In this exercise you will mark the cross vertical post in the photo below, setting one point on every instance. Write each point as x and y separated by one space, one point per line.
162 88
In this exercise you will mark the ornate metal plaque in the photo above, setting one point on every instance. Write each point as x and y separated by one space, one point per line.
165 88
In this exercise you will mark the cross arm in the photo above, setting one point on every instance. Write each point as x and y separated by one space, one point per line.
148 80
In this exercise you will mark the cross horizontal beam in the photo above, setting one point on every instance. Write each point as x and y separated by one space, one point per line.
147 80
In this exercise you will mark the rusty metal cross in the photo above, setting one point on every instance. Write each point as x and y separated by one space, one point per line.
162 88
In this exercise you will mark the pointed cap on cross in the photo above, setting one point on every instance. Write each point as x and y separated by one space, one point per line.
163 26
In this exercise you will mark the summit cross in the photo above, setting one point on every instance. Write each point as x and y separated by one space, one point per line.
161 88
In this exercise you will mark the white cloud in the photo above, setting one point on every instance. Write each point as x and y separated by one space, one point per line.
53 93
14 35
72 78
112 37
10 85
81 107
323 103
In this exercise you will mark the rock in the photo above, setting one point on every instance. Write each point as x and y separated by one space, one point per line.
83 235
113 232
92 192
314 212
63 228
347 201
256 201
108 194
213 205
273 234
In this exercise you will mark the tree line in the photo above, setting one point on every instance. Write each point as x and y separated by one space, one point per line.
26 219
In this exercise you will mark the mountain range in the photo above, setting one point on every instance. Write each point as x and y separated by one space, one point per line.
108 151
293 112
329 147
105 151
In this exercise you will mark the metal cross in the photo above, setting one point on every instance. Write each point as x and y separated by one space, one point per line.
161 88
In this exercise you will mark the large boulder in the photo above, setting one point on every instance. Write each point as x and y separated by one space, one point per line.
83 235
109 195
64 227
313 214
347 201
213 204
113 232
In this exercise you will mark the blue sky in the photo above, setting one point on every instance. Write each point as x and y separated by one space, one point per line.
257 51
════════════════
■ Ziel ■
Schreibe alle Zeilen von der Zeile mit „In this exercise you will mark the metal“ bis zum Ende der Daten vollständig neu ab, beide Enden eingeschlossen. Verschiebe dabei jede Koordinate in den Lösungen um -44.

■ Lösung ■
In this exercise you will mark the metal cross in the photo above, setting one point on every instance. Write each point as x and y separated by one space, one point per line.
117 44
In this exercise you will mark the large boulder in the photo above, setting one point on every instance. Write each point as x and y separated by one space, one point per line.
39 191
65 151
20 183
269 170
303 157
169 160
69 188
In this exercise you will mark the blue sky in the photo above, setting one point on every instance. Write each point as x and y separated by one space, one point per line.
213 7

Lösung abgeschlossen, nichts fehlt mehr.